START Listed records

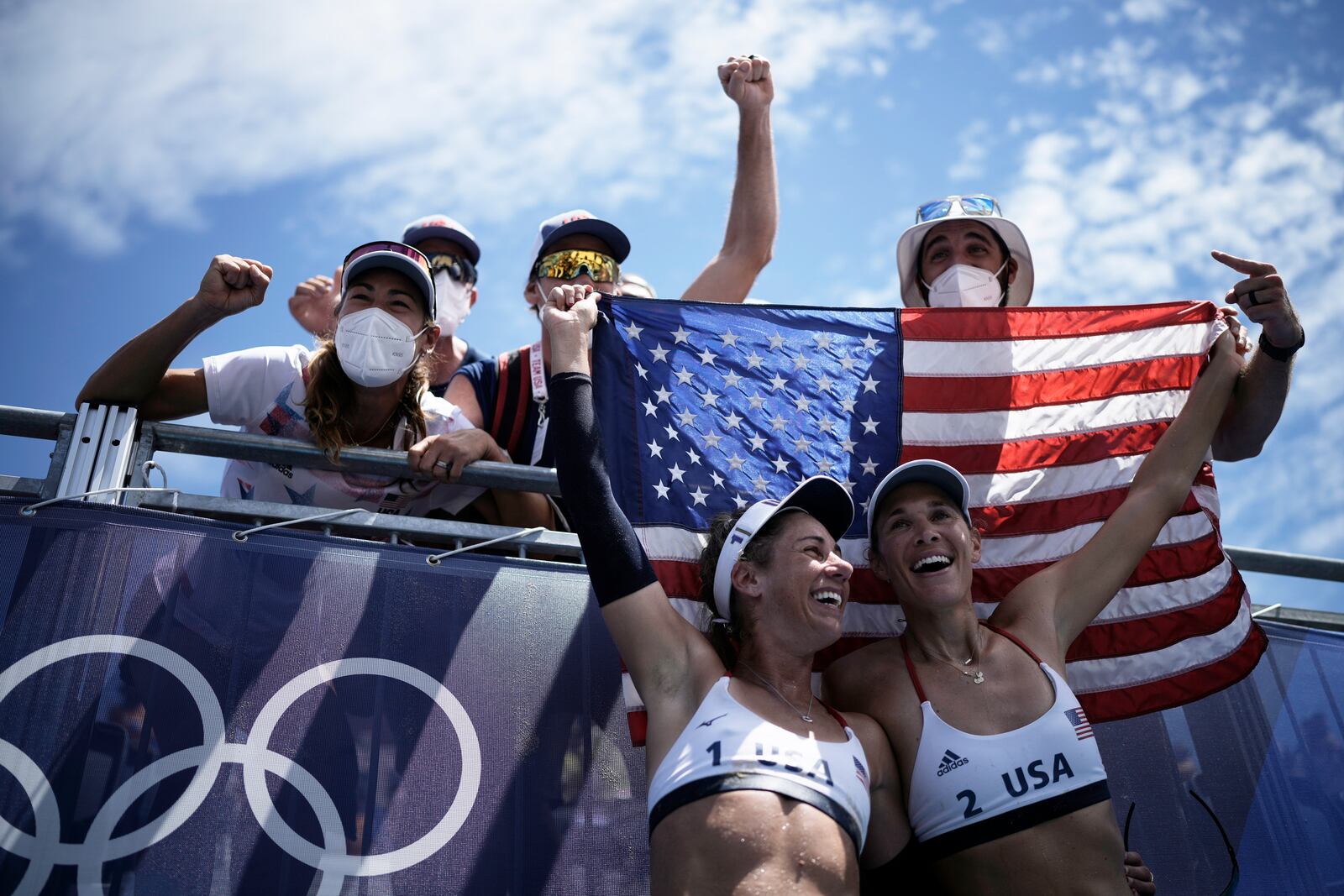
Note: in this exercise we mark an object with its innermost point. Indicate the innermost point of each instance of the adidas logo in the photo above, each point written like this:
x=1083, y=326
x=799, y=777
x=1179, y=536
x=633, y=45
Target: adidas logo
x=949, y=762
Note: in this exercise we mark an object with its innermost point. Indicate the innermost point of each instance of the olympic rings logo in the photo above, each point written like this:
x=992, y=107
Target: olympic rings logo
x=45, y=849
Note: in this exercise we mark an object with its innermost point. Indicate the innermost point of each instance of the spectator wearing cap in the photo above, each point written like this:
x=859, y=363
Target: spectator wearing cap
x=365, y=389
x=507, y=396
x=454, y=255
x=963, y=253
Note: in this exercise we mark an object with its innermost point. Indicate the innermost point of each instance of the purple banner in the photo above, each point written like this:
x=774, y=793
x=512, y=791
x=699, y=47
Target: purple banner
x=186, y=714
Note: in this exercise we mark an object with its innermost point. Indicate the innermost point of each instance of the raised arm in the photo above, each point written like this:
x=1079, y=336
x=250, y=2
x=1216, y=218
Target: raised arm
x=138, y=374
x=669, y=660
x=1073, y=591
x=1263, y=389
x=754, y=214
x=313, y=302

END Listed records

● Work request
Return the material in full, word for word, and skip the pictures.

● Written response
Note: in this exercise we mark an object with its innermost point. Indicate the innermost point of each instance of the adidas logo in the photo above, each point written like this:
x=1083, y=326
x=799, y=777
x=1179, y=536
x=633, y=45
Target: adidas logo
x=949, y=762
Note: in this exercise we mark an object with its innermost point. Indicate the innermost point of each instance of the olympic rings logo in the photo above, each point written like this:
x=992, y=107
Target: olympic rings logo
x=45, y=849
Note: in this exercise we mark an object with its innermost point. Indicate the innermost point of each instance of the spectator wearing cap in the photo above, each point written like this:
x=859, y=363
Target: spectator wearing cap
x=365, y=389
x=507, y=396
x=454, y=255
x=963, y=253
Note: in this exercise we mark an object with its innermost point. Indicate the innermost point of each instance of the purple banner in the photo above, each point written like this:
x=774, y=793
x=512, y=791
x=699, y=47
Target: purple banner
x=186, y=714
Note: in this exercise we mark an object with its innermost point. Indicate the innermost point of each instance of the raised arm in the photo above, each point written like this:
x=1079, y=336
x=250, y=2
x=1216, y=218
Target: raised arm
x=138, y=374
x=669, y=660
x=1073, y=591
x=1263, y=389
x=754, y=214
x=313, y=302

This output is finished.